# Text segment

# Dynamics of rigid bodies in a two dimensional incompressible perfect   fluid

**Authors:** Olivier Glass (CEREMADE), Christophe Lacave (IF), Alexandre Munnier, (IECL, SPHINX), Franck Sueur (IMB)

arXiv: 1902.07082 · 2019-04-15

## TL;DR

This paper models the motion of rigid bodies in a 2D incompressible perfect fluid, reformulating the dynamics as a second-order ODE that captures fluid-structure interactions, including vorticity and circulation effects.

## Contribution

It introduces a novel reformulation of rigid body dynamics in fluid as a second-order ODE with coefficients depending on vorticity and circulation, highlighting geometric and gyroscopic effects.

## Key findings

- Reformulation of Newton's laws as a second-order ODE for rigid bodies.
- Identification of geodesic and gyroscopic effects in fluid-structure interactions.

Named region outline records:
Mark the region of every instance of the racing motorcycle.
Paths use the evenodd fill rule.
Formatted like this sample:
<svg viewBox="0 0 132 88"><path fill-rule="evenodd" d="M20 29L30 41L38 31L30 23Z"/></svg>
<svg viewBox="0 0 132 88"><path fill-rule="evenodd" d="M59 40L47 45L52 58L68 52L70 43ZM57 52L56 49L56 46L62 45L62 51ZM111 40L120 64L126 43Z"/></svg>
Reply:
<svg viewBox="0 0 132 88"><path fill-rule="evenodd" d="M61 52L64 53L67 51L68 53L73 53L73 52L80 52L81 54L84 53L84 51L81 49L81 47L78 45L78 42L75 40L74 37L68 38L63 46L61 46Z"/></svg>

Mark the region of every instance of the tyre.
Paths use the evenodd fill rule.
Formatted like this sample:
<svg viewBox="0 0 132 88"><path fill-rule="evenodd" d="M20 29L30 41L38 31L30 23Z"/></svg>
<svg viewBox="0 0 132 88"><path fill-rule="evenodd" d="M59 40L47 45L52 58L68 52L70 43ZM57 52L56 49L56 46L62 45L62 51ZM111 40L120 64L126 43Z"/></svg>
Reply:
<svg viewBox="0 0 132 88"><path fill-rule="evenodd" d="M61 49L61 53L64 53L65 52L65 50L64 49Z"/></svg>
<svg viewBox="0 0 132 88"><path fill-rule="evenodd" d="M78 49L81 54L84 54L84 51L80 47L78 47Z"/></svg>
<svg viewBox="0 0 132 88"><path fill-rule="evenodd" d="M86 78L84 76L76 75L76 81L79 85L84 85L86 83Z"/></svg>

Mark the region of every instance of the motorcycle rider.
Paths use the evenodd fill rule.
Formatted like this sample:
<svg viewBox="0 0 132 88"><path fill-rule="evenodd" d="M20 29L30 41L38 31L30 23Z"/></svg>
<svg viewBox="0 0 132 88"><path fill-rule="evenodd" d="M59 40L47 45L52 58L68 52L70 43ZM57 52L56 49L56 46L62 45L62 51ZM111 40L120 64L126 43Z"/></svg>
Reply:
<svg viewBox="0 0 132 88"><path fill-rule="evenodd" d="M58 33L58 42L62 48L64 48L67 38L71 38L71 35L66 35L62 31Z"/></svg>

# List of tasks
[a] From the rigid-body fluid dynamics summary, set down the passage between "# Dynamics of" and "Franck Sueur (IMB)", inclusive.
[b] Answer these from the rigid-body fluid dynamics summary:
(i) What arXiv number is given for the paper?
(ii) Which author is listed with the affiliation IMB?
(iii) What kind of equation are the rigid body dynamics reformulated as?
[c] Write the next part of the rigid-body fluid dynamics summary, picking up after its final line.

# Exercise answers
[a]
# Dynamics of rigid bodies in a two dimensional incompressible perfect   fluid

**Authors:** Olivier Glass (CEREMADE), Christophe Lacave (IF), Alexandre Munnier, (IECL, SPHINX), Franck Sueur (IMB)

[b]
(i) 1902.07082
(ii) Franck Sueur
(iii) A second-order ODE

[c]
- Analysis of interactions involving vorticity, circulation, and potential flows.

## Abstract

We consider the motion of several rigid bodies immersed in a two-dimensional incompress-ible perfect fluid, the whole system being bounded by an external impermeable fixed boundary. The fluid motion is described by the incompressible Euler equations and the motion of the rigid bodies is given by Newton's laws with forces due to the fluid pressure. We prove that, for smooth solutions, Newton's equations can be recast as a second-order ODE for the degrees of freedom of the rigid bodies with coefficients depending on the fluid vorticity and on the circulations around the bodies, but not anymore on the fluid pressure. This reformulation highlights geodesic aspects linked to the added mass effect, gyroscopic features generalizing the Kutta-Joukowski-type lift force, including body-body interactions through the potential flows induced by the bodies' motions, body-body interactions through the irrotational flows induced by the bodies' circulations, and interactions between the bodies and the fluid vorticity.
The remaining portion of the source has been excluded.